§ **Problem to work on**
Reproduce the material word for word, from the line that contains "put a marker on the clothing rail" through the end of the material.

§ **Available records**
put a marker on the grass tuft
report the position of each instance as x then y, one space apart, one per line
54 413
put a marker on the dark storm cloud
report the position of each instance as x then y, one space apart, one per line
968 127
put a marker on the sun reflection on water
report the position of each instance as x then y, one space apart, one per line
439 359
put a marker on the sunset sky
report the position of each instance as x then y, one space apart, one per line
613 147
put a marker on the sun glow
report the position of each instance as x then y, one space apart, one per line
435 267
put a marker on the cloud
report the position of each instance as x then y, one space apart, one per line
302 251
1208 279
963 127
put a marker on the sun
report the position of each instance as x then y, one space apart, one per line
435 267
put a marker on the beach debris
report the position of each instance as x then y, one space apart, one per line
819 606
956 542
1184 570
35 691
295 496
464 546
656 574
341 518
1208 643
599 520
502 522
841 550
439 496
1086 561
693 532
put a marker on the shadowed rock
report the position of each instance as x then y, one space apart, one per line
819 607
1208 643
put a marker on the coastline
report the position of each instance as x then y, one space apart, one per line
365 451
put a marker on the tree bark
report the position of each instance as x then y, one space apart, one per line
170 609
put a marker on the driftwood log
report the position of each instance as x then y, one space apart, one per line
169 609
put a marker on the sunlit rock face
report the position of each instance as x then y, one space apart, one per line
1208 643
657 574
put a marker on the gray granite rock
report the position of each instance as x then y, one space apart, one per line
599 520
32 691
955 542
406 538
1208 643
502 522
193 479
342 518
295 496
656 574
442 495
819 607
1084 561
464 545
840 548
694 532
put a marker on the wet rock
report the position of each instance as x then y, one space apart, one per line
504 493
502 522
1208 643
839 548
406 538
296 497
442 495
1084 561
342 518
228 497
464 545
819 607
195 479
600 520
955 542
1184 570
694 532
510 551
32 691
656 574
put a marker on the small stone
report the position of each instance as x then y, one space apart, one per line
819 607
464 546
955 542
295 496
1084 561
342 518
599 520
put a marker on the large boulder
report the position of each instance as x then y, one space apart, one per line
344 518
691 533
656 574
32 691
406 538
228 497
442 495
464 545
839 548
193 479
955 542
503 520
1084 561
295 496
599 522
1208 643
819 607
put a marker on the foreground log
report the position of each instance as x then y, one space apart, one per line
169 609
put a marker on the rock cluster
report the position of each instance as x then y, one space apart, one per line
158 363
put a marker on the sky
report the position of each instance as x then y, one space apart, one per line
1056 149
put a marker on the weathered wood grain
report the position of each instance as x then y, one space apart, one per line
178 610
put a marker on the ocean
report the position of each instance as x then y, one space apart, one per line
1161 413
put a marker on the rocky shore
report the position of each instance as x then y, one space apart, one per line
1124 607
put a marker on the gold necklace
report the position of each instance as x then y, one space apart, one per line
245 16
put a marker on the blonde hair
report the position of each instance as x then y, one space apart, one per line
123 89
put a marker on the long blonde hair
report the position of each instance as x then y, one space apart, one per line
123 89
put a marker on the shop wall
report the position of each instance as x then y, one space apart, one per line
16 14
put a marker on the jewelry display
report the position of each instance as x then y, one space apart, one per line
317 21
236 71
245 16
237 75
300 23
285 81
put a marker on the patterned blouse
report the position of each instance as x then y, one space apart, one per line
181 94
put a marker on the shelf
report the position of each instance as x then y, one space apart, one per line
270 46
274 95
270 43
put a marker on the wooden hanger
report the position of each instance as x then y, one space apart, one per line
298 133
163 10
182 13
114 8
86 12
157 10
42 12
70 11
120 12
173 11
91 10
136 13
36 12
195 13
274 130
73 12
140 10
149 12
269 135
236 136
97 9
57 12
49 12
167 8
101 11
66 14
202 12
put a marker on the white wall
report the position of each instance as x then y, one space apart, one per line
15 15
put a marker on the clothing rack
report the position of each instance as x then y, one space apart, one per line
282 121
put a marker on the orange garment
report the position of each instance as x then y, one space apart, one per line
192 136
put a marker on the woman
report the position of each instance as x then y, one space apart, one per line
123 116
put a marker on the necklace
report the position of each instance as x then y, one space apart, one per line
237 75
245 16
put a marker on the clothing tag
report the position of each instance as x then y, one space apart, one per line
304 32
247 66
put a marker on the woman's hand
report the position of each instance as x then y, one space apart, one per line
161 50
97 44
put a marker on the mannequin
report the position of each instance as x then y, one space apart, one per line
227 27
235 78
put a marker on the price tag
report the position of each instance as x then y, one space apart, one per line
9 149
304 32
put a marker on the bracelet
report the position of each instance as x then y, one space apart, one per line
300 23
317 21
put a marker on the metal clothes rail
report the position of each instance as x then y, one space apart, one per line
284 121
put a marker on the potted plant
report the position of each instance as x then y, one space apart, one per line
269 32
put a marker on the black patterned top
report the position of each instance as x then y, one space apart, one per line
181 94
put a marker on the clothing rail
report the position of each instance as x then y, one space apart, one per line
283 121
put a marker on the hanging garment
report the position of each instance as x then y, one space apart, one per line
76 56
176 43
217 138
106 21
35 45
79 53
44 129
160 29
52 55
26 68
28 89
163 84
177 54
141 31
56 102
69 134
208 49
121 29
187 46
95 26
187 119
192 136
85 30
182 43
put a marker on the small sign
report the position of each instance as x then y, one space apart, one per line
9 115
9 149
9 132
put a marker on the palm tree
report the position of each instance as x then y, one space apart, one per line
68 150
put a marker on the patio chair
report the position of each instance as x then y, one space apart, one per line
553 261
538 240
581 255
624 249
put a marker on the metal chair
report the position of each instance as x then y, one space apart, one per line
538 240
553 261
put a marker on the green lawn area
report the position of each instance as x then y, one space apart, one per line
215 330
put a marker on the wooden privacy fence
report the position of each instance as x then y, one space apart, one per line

§ **Final result**
put a marker on the clothing rail
report the position of each instance as x then y, one space apart, one per line
283 121
put a marker on the hanging garment
report the position of each instance as x then y, one space apart, one per line
76 56
176 43
217 138
106 21
35 45
79 53
44 129
160 29
52 55
26 68
28 89
163 84
177 54
141 31
56 102
69 134
208 49
121 29
187 46
95 26
187 119
192 136
85 30
182 43
put a marker on the small sign
report the position of each instance as x then y, one space apart, one per line
9 115
9 149
9 132
put a marker on the palm tree
report the position of each instance as x then y, one space apart, one per line
68 150
put a marker on the patio chair
report the position of each instance as x then y, one space apart, one per line
553 261
538 240
581 255
624 249
put a marker on the metal chair
report the position of each instance as x then y, one space apart, one per line
538 240
553 261
put a marker on the green lawn area
report the position of each instance as x then y, one space apart, one per line
215 330
put a marker on the wooden privacy fence
report the position of each instance as x then y, one space apart, one per line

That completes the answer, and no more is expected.